Dataset rows on where objects appear
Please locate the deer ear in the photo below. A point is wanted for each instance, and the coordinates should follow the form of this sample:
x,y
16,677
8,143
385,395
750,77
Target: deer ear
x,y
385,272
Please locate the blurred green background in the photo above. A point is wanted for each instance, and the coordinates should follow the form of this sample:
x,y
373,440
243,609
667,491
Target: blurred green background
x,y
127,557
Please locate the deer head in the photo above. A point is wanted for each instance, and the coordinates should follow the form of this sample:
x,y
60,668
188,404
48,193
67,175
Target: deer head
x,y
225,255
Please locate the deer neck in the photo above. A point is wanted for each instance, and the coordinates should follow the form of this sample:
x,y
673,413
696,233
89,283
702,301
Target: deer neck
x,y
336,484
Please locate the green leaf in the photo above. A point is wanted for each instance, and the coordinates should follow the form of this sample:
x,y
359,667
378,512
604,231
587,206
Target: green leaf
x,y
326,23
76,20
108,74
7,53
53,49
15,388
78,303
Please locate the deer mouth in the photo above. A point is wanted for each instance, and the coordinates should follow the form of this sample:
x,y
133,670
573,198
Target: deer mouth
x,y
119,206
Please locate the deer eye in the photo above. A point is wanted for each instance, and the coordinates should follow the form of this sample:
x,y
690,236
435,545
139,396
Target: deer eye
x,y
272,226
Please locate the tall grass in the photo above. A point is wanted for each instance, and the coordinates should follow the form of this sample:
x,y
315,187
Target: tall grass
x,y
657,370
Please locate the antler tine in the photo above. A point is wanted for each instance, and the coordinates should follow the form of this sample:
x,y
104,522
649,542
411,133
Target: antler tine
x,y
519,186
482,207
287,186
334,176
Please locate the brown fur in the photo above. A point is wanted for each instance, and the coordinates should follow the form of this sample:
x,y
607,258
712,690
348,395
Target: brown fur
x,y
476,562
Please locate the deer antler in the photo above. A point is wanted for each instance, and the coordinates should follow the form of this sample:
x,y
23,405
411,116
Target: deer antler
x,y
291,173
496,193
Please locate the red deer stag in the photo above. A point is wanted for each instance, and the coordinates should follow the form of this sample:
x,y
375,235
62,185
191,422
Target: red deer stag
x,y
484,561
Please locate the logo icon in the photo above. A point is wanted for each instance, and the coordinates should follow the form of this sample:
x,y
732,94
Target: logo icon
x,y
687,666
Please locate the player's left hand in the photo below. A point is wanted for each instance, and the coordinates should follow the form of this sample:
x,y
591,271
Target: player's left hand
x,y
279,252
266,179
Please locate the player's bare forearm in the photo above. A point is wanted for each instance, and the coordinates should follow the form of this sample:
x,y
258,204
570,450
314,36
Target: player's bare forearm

* WORK REQUIRED
Return all of the rows above unchanged, line for line.

* TASK SOLUTION
Please locate the deer ear in the photo below. A point is wanted for each instance, and the coordinates should follow the form of this sample:
x,y
16,677
8,143
385,395
750,77
Target: deer ear
x,y
385,272
Please locate the blurred green background in the photo above. A point is wanted for each instance, and the coordinates should follow the form of this sample:
x,y
373,440
243,609
667,491
Target: blurred green background
x,y
127,557
Please locate the deer head in the photo above. A point is wanted for each instance, and the coordinates should follow the form of this sample:
x,y
60,668
188,404
48,193
67,175
Target: deer head
x,y
225,255
Please locate the deer neck in the photo above. A point is wanted for each instance, and the coordinates should follow the form of this sample:
x,y
673,413
696,233
89,283
702,301
Target: deer neck
x,y
336,484
Please locate the green leaf in the photo above. A point is wanted for each instance, and the coordinates should follow the form of this sample:
x,y
359,667
378,512
604,231
587,206
Target: green leaf
x,y
326,23
76,20
108,74
7,53
53,49
15,388
78,303
Please locate the deer mouth in the photo above. A point is wanted for each instance, and the coordinates should follow the form of this sample:
x,y
133,670
573,198
Target: deer mouth
x,y
119,206
Please locate the deer eye in the photo above. A point is wanted for each instance, and the coordinates should follow the form of this sample:
x,y
690,236
435,545
139,396
Target: deer eye
x,y
272,226
Please locate the tall grass in the photo above. A point is wanted for each instance, and the coordinates should follow the form of this sample:
x,y
315,187
Target: tall grass
x,y
657,370
Please locate the antler tine in the photo above. A point is wanted for each instance, and the coordinates should follow the form of this sample:
x,y
104,522
649,542
411,133
Target: antler tine
x,y
519,186
482,207
287,186
334,176
Please locate the brown fur in the photo above. A point is wanted for each instance, and the coordinates should follow the form of this sample:
x,y
607,258
712,690
348,395
Target: brown fur
x,y
476,562
Please locate the deer antler in the photo above. A point is wanted for each instance, and the coordinates should follow the form of this sample:
x,y
23,405
411,116
Target: deer antler
x,y
291,173
496,193
Please locate the red deer stag in the photo above. A point is wanted for each instance, and the coordinates should follow the form of this sample:
x,y
375,235
62,185
191,422
Target: red deer stag
x,y
484,561
Please locate the logo icon in the photo above. A point is wanted for each instance, and the coordinates should follow the form of this sample:
x,y
732,94
Target: logo icon
x,y
687,666
Please locate the player's left hand in the photo below. A point is wanted for each instance, and the coordinates should follow the form of this sample:
x,y
591,271
Target: player's left hand
x,y
279,252
266,179
Please locate the player's bare forearm in the photo above. A point is wanted for each instance, and the coordinates should follow the form of this sample:
x,y
258,204
570,450
314,36
Target: player's bare forearm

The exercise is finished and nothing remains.